### Tasks and exercises
- 1) Translate this sentence from the prop thread into Spanish: "Hull speed is a point where no amount of extra horsepower will make any gains with the rig."
- 2) Please rewrite the records from their first line through the line holding "column 166, row 343", inclusive, replacing "innermost" with "most central" and keeping everything else unchanged. Give only those lines, and leave the pictures out.
*** Passage
# Prop on Evo thoughts?



## Smackdaddy53 (Dec 31, 2012)

Drop two inches of pitch and you should get right where you want the RPMs.


----------



## rovster (Aug 21, 2018)

Smackdaddy53 said:


> Drop two inches of pitch and you should get right where you want the RPMs.


The other prop I have is a 23P tempest which is considered a great "overall" prop for my setup. People still seeing a tic over 50 with it. Its on deck for sure and more curious how the hole shot will feel because right now its just "OK" with the 26P but that's without tabbing down just mash it and go. I would have expected more from the 26 but maybe its too much or its dragging too much due to height? In the fresh I did get it up to 6100 with a light load 2 people on board. Full tank of gas in the salt with 2 anglers and gear + ice was doing about 48-49 at 5800. Probably need to do some more straightaway runs to really test it usually by the time I'm at that speed gotta turn at some point. Now that I'm out of the break in I can run WOT for longer periods and really see what she can do. As time goes by and changes are made I'll keep this updated but for now welcome to any and all input. Thanks Mack


----------



## Smackdaddy53 (Dec 31, 2012)

I realize you are referring to prop changes only but you may have reached hull speed or are very close to it. Hull speed is a point where no amount of extra horsepower will make any gains with the rig. More horsepower usually means more weight so you reach the point of diminishing returns.


----------



## SS06 (Apr 6, 2021)

Another 200lb angler gear and full fuel will drop you 200-300rpm...sounds like Smack was right about dropping 2inches of pitch....I think that 23p will be right where you want it rpm wise with just you, light load, 1/2 tank of fuel. 6200-6300 rpms properly trimmed then your speed is what it is.


----------
******
*** Task data
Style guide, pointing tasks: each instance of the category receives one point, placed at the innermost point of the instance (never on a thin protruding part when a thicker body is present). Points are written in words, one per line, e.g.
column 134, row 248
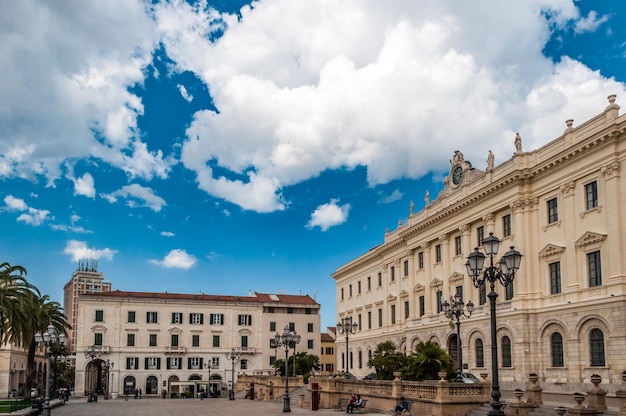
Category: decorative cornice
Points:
column 551, row 250
column 590, row 238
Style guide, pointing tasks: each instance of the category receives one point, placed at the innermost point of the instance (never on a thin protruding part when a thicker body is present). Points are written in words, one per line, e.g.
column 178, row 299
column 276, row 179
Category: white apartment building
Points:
column 563, row 207
column 166, row 343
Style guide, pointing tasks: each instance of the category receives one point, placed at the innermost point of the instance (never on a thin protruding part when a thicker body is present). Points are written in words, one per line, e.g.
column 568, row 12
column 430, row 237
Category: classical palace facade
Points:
column 165, row 343
column 563, row 207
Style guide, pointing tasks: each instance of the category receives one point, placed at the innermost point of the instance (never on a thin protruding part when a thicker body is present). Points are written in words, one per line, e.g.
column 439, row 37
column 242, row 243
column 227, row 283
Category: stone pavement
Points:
column 182, row 407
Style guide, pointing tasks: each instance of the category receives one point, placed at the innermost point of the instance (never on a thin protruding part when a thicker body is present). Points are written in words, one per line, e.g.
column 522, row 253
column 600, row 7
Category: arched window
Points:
column 596, row 347
column 556, row 350
column 480, row 353
column 506, row 351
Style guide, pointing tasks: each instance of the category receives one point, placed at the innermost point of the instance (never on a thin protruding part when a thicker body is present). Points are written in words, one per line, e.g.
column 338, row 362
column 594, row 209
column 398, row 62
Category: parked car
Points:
column 469, row 378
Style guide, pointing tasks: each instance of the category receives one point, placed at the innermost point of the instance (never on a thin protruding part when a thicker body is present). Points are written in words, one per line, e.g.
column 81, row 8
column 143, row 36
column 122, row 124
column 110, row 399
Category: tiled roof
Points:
column 256, row 298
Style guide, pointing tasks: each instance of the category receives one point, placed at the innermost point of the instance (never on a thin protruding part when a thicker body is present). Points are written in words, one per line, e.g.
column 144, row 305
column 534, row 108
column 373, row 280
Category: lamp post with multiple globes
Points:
column 456, row 310
column 503, row 272
column 287, row 339
column 346, row 326
column 47, row 339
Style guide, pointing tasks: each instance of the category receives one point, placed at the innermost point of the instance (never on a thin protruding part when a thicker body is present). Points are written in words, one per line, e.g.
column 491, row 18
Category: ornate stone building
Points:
column 166, row 342
column 563, row 206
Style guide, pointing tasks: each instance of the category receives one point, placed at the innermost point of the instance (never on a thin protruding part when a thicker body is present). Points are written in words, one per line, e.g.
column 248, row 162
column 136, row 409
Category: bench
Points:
column 341, row 404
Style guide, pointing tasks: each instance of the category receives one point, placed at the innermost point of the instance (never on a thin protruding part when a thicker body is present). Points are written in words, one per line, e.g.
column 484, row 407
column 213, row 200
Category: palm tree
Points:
column 427, row 361
column 386, row 360
column 13, row 286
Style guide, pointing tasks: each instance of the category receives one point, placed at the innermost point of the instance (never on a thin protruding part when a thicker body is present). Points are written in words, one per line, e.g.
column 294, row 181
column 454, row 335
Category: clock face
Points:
column 457, row 175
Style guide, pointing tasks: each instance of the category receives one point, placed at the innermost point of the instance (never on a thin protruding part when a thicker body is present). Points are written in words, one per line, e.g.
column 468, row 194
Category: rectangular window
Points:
column 152, row 317
column 480, row 235
column 555, row 277
column 457, row 245
column 506, row 225
column 177, row 317
column 591, row 195
column 553, row 211
column 196, row 318
column 439, row 296
column 217, row 319
column 595, row 269
column 245, row 320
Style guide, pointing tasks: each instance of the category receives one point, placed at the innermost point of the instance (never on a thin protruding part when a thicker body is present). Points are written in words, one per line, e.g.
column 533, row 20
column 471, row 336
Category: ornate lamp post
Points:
column 92, row 352
column 456, row 310
column 346, row 326
column 209, row 365
column 47, row 339
column 286, row 339
column 504, row 272
column 233, row 356
column 107, row 366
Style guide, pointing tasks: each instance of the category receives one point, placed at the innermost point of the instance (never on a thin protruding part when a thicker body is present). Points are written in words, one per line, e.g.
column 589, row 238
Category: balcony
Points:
column 175, row 350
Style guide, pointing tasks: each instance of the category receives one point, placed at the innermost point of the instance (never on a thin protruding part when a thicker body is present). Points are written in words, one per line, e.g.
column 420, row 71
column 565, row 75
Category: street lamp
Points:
column 233, row 355
column 47, row 339
column 92, row 352
column 286, row 339
column 346, row 326
column 504, row 272
column 107, row 366
column 456, row 310
column 209, row 365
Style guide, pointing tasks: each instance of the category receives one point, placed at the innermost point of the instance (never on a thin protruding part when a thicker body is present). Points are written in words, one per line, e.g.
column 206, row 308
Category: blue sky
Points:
column 225, row 147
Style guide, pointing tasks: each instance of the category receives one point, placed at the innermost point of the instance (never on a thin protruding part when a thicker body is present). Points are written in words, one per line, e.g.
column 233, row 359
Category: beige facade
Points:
column 160, row 341
column 563, row 206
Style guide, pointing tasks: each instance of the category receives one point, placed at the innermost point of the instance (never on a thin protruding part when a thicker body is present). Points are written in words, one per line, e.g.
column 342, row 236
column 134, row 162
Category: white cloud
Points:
column 176, row 259
column 31, row 216
column 78, row 250
column 137, row 195
column 329, row 215
column 84, row 186
column 590, row 23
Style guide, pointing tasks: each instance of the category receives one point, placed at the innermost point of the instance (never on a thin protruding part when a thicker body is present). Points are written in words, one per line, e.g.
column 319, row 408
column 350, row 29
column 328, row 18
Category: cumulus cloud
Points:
column 137, row 195
column 329, row 215
column 31, row 216
column 176, row 259
column 79, row 250
column 85, row 186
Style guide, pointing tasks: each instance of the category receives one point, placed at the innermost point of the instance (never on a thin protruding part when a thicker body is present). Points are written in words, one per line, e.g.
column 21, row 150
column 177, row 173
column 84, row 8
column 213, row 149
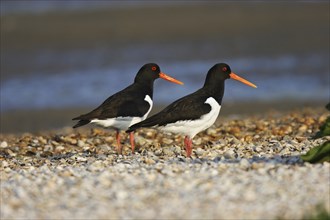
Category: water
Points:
column 302, row 78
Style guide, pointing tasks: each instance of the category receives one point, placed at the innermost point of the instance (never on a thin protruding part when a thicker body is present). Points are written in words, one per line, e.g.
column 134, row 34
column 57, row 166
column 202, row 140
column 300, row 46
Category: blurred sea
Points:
column 87, row 76
column 284, row 77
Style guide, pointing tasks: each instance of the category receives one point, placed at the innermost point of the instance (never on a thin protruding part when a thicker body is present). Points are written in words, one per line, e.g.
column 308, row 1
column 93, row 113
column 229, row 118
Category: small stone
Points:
column 3, row 144
column 149, row 161
column 230, row 154
column 80, row 143
column 244, row 163
column 158, row 152
column 199, row 151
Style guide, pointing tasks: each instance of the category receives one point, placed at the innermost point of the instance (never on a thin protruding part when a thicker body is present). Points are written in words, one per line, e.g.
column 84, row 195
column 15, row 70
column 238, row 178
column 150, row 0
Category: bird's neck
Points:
column 147, row 87
column 216, row 90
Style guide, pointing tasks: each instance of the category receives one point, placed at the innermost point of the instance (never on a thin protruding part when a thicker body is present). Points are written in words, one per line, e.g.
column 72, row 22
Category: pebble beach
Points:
column 243, row 167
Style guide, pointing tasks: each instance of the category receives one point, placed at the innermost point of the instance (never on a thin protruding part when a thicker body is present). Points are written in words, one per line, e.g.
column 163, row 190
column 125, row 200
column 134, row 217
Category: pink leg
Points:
column 187, row 143
column 119, row 150
column 131, row 138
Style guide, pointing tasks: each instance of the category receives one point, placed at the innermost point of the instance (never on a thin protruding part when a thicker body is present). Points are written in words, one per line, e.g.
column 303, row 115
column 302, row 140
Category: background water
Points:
column 286, row 59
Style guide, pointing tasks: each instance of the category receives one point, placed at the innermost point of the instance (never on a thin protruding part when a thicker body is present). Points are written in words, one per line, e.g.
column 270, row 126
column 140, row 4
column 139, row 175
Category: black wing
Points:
column 189, row 107
column 128, row 102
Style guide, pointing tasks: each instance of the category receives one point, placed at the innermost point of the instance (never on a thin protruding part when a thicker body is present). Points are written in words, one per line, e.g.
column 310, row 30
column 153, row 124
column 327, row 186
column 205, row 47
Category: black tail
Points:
column 81, row 122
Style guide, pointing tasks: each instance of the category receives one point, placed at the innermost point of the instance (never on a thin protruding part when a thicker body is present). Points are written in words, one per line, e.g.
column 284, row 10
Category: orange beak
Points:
column 234, row 76
column 168, row 78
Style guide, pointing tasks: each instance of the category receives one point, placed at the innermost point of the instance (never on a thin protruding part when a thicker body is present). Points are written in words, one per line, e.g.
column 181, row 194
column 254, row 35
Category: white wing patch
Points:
column 123, row 123
column 193, row 127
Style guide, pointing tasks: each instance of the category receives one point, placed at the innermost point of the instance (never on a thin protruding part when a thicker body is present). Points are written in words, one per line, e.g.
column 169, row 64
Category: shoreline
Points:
column 252, row 165
column 36, row 121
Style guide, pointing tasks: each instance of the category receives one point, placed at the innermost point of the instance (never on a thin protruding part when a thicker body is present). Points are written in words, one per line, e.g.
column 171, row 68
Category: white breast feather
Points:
column 123, row 123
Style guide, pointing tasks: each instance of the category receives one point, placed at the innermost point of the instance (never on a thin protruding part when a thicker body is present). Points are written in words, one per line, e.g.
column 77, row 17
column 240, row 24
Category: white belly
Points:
column 123, row 123
column 193, row 127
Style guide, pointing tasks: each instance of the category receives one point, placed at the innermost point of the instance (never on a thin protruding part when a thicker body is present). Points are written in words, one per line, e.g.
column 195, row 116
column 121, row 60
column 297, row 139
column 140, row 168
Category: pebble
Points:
column 3, row 144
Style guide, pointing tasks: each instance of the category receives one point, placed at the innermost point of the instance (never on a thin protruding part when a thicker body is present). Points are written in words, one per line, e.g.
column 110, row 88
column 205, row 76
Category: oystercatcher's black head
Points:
column 220, row 72
column 151, row 71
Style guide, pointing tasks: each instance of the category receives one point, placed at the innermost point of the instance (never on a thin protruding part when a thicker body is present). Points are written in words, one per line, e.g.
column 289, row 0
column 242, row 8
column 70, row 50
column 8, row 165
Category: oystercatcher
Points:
column 129, row 106
column 195, row 112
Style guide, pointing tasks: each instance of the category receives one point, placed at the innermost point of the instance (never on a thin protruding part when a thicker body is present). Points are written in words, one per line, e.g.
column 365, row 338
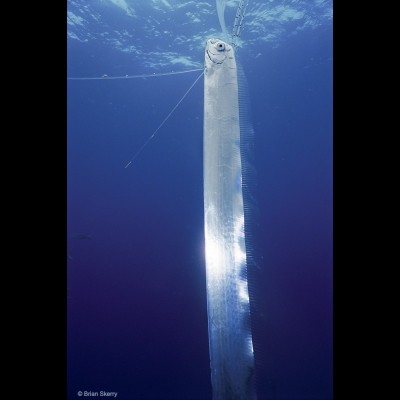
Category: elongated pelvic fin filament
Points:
column 163, row 122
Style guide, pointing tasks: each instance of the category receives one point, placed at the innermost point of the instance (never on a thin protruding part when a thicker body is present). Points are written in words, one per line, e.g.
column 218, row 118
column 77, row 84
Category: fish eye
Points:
column 220, row 46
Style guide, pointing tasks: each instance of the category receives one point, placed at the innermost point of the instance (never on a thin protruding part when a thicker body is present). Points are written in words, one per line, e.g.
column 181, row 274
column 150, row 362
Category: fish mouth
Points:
column 216, row 50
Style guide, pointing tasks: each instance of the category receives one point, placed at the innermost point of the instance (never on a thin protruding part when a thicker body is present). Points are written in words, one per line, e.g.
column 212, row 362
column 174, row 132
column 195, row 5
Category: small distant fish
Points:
column 81, row 236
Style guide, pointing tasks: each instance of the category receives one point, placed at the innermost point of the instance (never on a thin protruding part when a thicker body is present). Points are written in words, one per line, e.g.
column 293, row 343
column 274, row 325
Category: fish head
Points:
column 217, row 51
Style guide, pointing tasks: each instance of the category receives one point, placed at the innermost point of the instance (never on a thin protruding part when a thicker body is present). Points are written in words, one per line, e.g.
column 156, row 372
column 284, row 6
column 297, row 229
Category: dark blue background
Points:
column 137, row 318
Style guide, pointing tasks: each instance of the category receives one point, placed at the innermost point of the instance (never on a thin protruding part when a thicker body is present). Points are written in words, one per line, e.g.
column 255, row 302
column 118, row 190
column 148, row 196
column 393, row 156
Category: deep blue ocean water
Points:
column 137, row 317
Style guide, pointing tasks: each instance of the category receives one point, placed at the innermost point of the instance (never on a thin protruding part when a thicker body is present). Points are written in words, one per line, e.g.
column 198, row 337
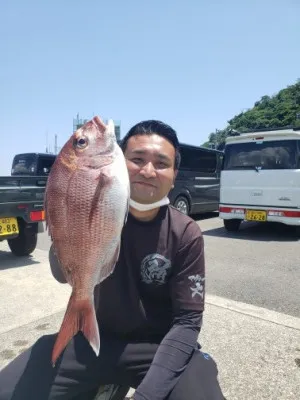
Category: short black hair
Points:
column 151, row 127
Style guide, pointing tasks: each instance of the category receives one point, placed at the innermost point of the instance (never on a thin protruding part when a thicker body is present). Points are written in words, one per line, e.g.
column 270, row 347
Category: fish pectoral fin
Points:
column 104, row 181
column 108, row 268
column 80, row 316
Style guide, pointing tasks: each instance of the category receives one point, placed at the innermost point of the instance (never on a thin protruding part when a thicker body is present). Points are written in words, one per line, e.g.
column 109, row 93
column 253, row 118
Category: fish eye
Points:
column 81, row 142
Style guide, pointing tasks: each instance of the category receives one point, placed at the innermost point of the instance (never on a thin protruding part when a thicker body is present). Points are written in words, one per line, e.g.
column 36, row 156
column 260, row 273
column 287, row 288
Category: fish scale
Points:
column 86, row 202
******
### The answers
- 1) La velocidad de casco es un punto en el que ninguna cantidad de caballos de fuerza adicionales logrará mejoras con la embarcación.

- 2)
Style guide, pointing tasks: each instance of the category receives one point, placed at the most central point of the instance (never on a thin protruding part when a thicker body is present). Points are written in words, one per line, e.g.
column 134, row 248
Category: decorative cornice
Points:
column 551, row 250
column 590, row 238
Style guide, pointing tasks: each instance of the category receives one point, placed at the most central point of the instance (never on a thin protruding part when a thicker body is present). Points are written in words, one per line, e.g.
column 178, row 299
column 276, row 179
Category: white apartment building
Points:
column 563, row 207
column 166, row 343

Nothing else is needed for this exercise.